··· SUPPLIED TEXT ···
Throughout it all, I have found myself thinking: “Thank God, I’m home.” Here, I’m only a bus, train or car journey away from those affected, and the support network we need to help us cope with such tests of faith.
Indeed, gratitude has been a recurring theme since my return. When I moved to Dublin in 2014, I rented a tiny studio apartment on Rathgar Road. I remember the silence in the June of that following year as mourners gathered at the Church of the Three Patrons for the funeral of Niccolai Schuster. I spent my final two years as an emigrant in the San Francisco Bay Area, and Berkeley was a city I visited often. I had that in common with the six who lost their lives so tragically.
On that day in June, I was reminded of just how fortunate I am to have had my time away and been afforded the safe return and gift of a new chapter. There is a desire to make the most of it and to take nothing for granted about the people and the country that I missed every day that I was gone.
Others have asked how I knew when it was time to come home. On deliberating why people write, the author and former teacher of mine, Mike McCormack, once mused that we write to free ourselves of the ideas that grip us.
Throughout those six years in the US, “Ireland as home” held fast. I enjoyed my time abroad but there was a constant niggle that every text message, Facebook update or video call only served to exacerbate my emotions as my heart wrestled with what my head had chosen. I needed to free myself from it.
Sense of belongingEventually, I confronted the dilemma that every emigrant knows all too well and made my decision. I bought my one-way ticket and wrote my story of coming home.
··· GIVEN RECORDS ···
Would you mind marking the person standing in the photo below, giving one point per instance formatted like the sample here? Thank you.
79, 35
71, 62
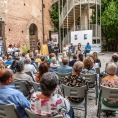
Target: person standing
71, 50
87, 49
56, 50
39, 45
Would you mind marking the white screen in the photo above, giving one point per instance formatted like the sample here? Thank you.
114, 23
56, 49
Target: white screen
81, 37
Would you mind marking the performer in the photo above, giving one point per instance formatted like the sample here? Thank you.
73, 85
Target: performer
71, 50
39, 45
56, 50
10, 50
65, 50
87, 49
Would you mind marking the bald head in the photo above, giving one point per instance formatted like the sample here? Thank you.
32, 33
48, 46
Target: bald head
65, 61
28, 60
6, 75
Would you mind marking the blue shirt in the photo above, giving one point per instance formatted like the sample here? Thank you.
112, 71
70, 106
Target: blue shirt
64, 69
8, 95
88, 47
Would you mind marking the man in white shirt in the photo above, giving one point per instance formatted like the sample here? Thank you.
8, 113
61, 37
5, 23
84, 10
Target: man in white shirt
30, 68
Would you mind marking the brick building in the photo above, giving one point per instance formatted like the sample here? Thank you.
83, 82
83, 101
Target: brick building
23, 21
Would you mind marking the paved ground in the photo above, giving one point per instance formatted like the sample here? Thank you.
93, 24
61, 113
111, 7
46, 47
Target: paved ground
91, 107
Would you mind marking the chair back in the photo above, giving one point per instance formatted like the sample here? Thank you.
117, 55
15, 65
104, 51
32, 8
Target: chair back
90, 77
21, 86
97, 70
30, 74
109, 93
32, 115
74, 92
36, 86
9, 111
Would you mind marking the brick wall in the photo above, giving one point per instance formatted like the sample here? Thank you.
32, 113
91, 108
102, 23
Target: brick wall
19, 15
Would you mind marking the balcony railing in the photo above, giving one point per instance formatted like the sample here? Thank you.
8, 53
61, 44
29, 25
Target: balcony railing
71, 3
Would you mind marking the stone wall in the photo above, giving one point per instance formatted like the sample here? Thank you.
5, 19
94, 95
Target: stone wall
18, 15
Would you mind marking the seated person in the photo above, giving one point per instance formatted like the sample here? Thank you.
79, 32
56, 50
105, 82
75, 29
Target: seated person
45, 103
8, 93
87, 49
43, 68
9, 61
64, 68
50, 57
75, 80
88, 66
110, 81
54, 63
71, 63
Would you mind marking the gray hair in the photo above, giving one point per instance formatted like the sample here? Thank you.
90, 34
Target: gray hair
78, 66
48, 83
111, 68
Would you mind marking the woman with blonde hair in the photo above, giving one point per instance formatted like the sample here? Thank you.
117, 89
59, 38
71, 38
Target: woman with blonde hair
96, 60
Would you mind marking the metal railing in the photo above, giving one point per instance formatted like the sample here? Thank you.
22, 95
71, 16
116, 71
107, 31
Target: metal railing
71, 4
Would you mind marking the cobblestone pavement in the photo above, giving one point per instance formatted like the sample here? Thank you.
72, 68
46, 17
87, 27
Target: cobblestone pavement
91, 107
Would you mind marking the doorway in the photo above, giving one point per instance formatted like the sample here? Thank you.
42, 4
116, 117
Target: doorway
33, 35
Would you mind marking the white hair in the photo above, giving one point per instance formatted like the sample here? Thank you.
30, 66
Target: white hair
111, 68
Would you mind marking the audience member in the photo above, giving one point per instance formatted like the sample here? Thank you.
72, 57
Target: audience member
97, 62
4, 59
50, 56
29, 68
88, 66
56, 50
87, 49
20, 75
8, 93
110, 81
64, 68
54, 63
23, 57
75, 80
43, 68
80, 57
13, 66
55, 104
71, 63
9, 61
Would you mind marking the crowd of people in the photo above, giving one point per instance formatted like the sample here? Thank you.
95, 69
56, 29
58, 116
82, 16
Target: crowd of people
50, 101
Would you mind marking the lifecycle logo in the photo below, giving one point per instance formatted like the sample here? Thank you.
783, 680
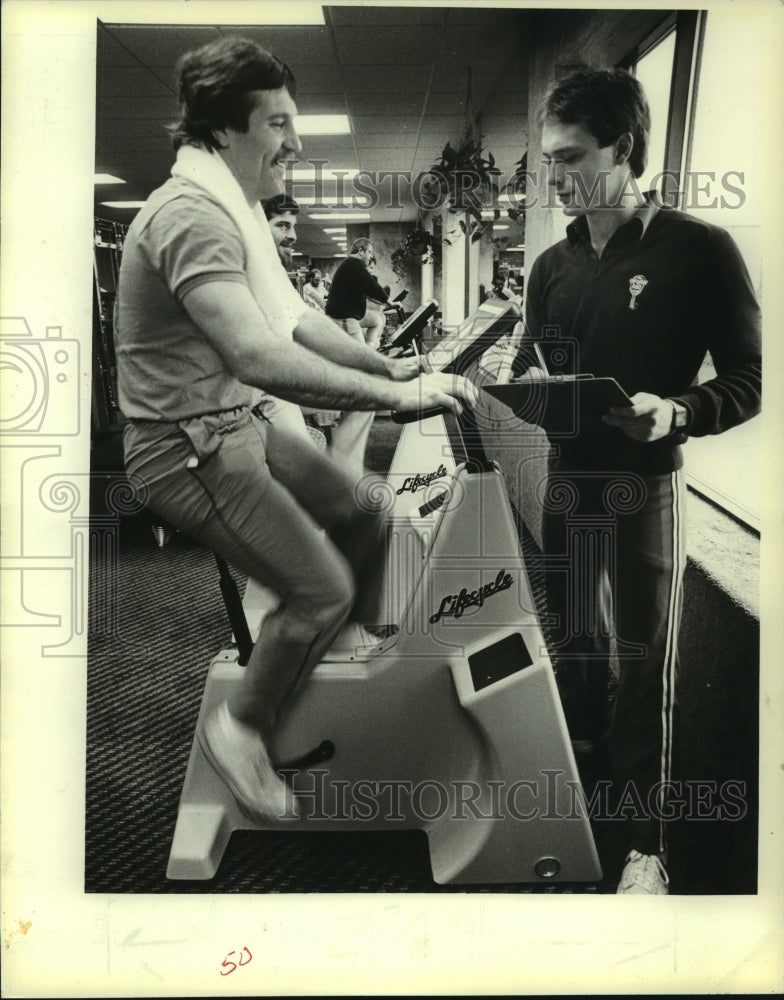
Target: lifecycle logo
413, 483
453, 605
···
# WHAT YOU NEED TO DO:
• a. Reproduce the part of the piece about returning to Ireland that runs from "Throughout it all, I" down to "tests of faith.".
• b. Summarize the piece about returning to Ireland in two sentences.

# WRITTEN ANSWERS:
• a.
Throughout it all, I have found myself thinking: “Thank God, I’m home.” Here, I’m only a bus, train or car journey away from those affected, and the support network we need to help us cope with such tests of faith.

• b. Back home in Ireland, the writer feels grateful to be within reach of those affected by the tragic loss of six lives and of the support network needed to cope, and a June funeral was a reminder of how fortunate the writer was to have had time away and a safe return. Over six years in the US, the sense of Ireland as home held fast and every message or call from home only sharpened it, until the writer made the decision and bought a one-way ticket home.